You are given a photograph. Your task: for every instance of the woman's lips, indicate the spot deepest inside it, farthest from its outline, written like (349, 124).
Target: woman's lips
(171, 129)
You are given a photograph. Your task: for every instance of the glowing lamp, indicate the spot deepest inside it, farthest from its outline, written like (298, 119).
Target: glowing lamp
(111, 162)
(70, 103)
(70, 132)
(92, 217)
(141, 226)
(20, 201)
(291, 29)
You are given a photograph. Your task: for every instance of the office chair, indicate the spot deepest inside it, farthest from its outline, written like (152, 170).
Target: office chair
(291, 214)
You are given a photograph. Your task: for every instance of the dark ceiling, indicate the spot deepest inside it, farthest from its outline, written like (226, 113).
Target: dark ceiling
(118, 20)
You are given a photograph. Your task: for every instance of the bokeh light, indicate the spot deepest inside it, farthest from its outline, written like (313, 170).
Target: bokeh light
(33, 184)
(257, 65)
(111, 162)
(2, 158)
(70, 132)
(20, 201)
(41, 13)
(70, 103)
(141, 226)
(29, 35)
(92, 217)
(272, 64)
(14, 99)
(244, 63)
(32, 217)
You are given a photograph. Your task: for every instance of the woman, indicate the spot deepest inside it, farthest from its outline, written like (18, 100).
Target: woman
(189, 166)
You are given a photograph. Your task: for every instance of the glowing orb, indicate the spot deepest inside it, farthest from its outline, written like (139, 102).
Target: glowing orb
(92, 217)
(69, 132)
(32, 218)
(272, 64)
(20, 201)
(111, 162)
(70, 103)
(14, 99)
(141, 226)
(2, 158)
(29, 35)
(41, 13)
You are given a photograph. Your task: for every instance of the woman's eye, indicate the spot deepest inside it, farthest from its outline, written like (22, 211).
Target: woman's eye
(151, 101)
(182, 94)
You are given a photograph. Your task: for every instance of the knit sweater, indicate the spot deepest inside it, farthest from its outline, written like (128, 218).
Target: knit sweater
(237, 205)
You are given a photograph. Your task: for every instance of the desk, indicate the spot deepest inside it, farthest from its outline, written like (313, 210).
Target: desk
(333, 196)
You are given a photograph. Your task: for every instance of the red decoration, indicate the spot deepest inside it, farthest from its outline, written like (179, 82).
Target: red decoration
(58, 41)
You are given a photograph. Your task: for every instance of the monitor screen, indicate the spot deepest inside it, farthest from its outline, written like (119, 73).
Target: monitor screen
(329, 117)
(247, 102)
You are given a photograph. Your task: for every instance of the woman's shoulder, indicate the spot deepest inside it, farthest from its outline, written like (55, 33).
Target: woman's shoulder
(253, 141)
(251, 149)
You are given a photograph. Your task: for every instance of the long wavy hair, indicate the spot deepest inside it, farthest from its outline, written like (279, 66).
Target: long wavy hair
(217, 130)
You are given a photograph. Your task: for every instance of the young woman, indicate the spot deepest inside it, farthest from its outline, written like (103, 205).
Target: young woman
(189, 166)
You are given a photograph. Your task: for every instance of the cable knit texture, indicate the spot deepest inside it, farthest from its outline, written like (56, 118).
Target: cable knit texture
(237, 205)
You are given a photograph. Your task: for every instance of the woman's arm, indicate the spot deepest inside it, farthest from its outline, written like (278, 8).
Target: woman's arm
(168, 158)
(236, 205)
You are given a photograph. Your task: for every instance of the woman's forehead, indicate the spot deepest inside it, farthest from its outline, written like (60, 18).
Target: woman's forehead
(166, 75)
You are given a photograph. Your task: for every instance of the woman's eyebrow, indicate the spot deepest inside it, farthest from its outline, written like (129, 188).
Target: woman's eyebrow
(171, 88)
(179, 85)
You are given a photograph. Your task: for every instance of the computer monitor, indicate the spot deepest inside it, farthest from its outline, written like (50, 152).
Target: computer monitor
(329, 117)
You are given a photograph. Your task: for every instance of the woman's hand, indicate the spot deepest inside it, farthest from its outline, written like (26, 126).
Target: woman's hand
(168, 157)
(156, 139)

::::::::

EXERCISE OBJECTIVE: Extract each record, keeping it identical to the original.

ANSWER:
You are given a photograph. Your task: for every instance of the woman's lips, indicate the spot deepest inside it, farthest from its outline, written like (349, 124).
Target: woman's lips
(171, 129)
You are given a photograph. Your task: for every instance of the glowing lamp, indicate the spot deepest inside it, farthest from its outline, written like (298, 119).
Target: glowing lamp
(111, 162)
(70, 103)
(70, 132)
(92, 217)
(141, 226)
(20, 201)
(291, 29)
You are given a photograph. Your task: for every instance of the office chair, indicate the spot deepest inside it, farthest from its outline, written like (152, 170).
Target: office chair
(291, 214)
You are given a photograph. Your task: for every instance of the dark ceiling, indicate the spot deepest inside it, farthest from its outline, written like (226, 113).
Target: dark ceiling
(118, 20)
You are given a photograph. Your task: for every instance of the bokeh light, indicate the spot deepest inside it, farthest from its outline, written like (313, 170).
Target: bokeh light
(33, 184)
(257, 65)
(111, 162)
(2, 158)
(70, 132)
(20, 201)
(41, 13)
(70, 103)
(141, 226)
(29, 35)
(92, 217)
(272, 64)
(14, 99)
(244, 63)
(32, 217)
You are given a photograph. Your task: for every instance of the woman, indicate the spot deepest inside it, farthest from its outline, written like (18, 100).
Target: woman
(189, 166)
You are given a photograph. Your task: for every instance of the glowing orb, indicate the spot deepest inside it, farthest from its outline, written like (139, 102).
Target: glowing orb
(92, 217)
(69, 132)
(32, 218)
(272, 64)
(20, 201)
(111, 162)
(70, 103)
(14, 99)
(141, 226)
(2, 158)
(29, 35)
(41, 13)
You are given a photograph. Your task: for every instance of the woman's eye, indicate the spot deepest inside it, farthest from its outline, written like (22, 211).
Target: woman's eye
(151, 101)
(182, 94)
You are given a photograph. Your task: for every instance of the knit sweater, indicate the spot deepest inside it, farthest from its outline, written like (128, 218).
Target: knit sweater
(237, 205)
You are given a photograph. Your task: for every instance of the desk, indicate the spot deepest inside it, farthest from its outline, written like (313, 210).
Target: desk
(333, 196)
You are given a photograph. Your task: for every instance of the red decoration, indicate the spot deepest inside it, farthest from its outline, written like (179, 82).
Target: red decoration
(58, 41)
You are given a photograph. Your task: for every instance of the monitor screen, indicate the spot deepest inside it, farthest from its outline, written like (119, 73).
Target: monitor screen
(329, 117)
(247, 102)
You are given a photograph. Your task: for every instance of the woman's shoulder, indicate the spot deepest inside it, farthest from its outline, written like (55, 33).
Target: woman's shoulder
(253, 141)
(251, 149)
You are given a photograph. Your task: for every instance of the long wavy hair, indicate the spot deepest inside it, farthest from its outline, written like (279, 66).
Target: long wavy hair
(217, 130)
You are given a photograph. Your task: for every instance of the young woman, indicate the spot deepest inside it, farthest from its outline, written like (103, 205).
Target: young woman
(189, 166)
You are given a photograph. Your task: for every instance of the cable knit texture, indicate the spot deepest inside it, farthest from its outline, written like (56, 118).
Target: cable knit texture
(237, 205)
You are given a photograph. Your task: for every instance of the woman's arm, indicate the spot deepest inside it, farthest from its outline, written like (278, 8).
Target: woman's arm
(168, 158)
(236, 205)
You are given a photograph. Your task: for every instance of the woman's forehead, indicate the spot deepest inside it, farthest from its outline, written like (60, 18).
Target: woman's forehead
(166, 75)
You are given a photograph. Your task: for every instance of the woman's eyebrow, indicate the spot deepest inside it, farthest from its outline, written like (129, 188).
Target: woman's eyebrow
(171, 88)
(179, 85)
You are given a photograph. Your task: for every instance of the computer monitor, indicate the spot deepest inside it, farthest from its outline, written like (50, 152).
Target: computer monitor
(329, 117)
You are given a photograph. Your task: for every instance of the woman's hand, indicate the spot deepest inside it, farthest from its outline, written like (26, 126).
Target: woman's hand
(168, 157)
(156, 139)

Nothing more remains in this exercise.